* Items *
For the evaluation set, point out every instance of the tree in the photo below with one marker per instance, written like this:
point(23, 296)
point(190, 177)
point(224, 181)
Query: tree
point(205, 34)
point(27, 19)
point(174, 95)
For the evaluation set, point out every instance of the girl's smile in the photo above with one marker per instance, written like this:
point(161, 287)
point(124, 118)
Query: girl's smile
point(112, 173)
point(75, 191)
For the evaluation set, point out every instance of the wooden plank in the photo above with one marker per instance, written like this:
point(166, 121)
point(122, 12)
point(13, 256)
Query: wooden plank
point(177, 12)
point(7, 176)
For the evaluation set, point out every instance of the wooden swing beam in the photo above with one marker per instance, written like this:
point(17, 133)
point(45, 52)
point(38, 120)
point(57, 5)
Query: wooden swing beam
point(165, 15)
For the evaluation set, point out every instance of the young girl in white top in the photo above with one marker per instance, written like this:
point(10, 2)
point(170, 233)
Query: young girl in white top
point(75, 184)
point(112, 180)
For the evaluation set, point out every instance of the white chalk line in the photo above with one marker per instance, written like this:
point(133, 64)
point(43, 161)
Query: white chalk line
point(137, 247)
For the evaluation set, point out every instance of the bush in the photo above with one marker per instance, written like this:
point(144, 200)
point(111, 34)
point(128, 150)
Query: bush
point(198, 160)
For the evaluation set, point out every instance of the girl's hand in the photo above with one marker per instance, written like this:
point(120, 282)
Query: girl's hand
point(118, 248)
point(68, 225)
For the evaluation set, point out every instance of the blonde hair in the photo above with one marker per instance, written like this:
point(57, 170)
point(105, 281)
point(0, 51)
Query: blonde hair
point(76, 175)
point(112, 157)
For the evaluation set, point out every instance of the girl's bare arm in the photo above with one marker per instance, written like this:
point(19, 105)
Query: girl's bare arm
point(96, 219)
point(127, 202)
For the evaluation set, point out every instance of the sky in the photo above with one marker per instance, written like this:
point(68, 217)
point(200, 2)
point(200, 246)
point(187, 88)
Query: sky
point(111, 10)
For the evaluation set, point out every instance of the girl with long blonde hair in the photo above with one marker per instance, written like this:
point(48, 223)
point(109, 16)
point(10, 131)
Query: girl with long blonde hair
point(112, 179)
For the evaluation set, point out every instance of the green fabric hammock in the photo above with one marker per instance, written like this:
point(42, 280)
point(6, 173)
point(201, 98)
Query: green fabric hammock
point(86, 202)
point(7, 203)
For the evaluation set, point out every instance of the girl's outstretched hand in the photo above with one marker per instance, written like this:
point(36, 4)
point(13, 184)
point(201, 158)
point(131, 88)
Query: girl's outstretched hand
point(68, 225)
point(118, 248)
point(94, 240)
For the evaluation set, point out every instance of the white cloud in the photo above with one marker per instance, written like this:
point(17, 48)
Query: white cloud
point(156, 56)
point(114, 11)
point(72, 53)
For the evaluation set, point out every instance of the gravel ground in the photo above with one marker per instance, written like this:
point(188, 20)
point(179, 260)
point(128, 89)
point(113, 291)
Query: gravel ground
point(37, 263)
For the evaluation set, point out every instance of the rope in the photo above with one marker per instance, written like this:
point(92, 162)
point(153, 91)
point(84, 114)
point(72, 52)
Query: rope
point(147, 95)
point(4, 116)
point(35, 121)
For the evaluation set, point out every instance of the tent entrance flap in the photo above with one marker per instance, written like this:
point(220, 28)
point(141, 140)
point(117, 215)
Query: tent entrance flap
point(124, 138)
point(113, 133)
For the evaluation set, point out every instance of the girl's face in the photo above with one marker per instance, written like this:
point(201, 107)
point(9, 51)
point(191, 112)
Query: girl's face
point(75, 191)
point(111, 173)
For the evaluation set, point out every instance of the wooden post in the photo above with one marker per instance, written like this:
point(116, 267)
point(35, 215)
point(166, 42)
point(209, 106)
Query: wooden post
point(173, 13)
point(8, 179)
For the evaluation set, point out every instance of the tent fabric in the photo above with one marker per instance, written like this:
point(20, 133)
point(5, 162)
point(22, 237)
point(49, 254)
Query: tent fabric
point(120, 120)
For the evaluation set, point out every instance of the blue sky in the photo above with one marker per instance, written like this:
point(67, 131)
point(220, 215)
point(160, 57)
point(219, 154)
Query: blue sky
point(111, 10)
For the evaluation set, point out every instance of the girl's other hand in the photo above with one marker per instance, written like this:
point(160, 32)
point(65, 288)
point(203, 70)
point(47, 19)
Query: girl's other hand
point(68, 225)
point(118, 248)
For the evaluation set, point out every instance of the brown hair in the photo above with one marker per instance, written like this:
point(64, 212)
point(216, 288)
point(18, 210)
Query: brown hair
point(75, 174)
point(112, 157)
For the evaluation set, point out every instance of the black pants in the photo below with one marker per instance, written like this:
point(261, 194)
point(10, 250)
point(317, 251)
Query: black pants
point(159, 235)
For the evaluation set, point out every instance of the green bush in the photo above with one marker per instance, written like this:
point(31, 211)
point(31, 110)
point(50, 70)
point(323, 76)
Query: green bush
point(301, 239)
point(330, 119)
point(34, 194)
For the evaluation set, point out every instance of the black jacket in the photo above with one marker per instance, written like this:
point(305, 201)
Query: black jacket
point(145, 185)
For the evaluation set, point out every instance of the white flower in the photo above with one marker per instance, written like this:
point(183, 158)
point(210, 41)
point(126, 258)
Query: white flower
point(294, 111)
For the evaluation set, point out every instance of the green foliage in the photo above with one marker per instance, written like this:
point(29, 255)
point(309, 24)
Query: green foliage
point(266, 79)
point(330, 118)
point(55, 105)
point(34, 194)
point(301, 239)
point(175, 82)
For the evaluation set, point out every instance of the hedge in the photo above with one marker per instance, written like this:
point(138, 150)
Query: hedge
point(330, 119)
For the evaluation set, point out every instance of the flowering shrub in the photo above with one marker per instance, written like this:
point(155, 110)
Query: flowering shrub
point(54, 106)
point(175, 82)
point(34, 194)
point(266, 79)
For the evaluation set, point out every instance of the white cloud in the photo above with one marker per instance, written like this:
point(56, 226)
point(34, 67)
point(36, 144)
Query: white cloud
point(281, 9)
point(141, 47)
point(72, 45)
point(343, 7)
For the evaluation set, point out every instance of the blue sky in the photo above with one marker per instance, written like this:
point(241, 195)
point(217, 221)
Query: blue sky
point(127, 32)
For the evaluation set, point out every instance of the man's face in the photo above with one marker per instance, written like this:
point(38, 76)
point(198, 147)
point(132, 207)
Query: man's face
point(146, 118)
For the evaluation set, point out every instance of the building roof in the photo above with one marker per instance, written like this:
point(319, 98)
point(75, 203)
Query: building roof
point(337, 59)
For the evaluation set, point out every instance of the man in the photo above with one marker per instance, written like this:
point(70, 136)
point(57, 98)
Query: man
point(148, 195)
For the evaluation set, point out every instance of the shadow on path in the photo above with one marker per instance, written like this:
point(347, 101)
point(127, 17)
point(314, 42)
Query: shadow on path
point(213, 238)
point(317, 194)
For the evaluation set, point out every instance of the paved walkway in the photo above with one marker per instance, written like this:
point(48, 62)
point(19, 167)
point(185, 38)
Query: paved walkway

* Written exercise *
Reproduce the part of the entries above word for word, starting at the line containing "For the evaluation set, point out every instance of the blonde" and ending at the line containing "point(127, 202)", with both of those lines included.

* Result of this task *
For the evaluation set, point out every instance of the blonde hair in the photo above with one marker per instance, written like this:
point(57, 170)
point(105, 281)
point(0, 51)
Query: blonde hair
point(76, 175)
point(112, 157)
For the evaluation set, point out every instance of the girl's bare arm in the photo above with one marker per instance, written like this:
point(19, 105)
Query: girl's bare arm
point(96, 219)
point(127, 202)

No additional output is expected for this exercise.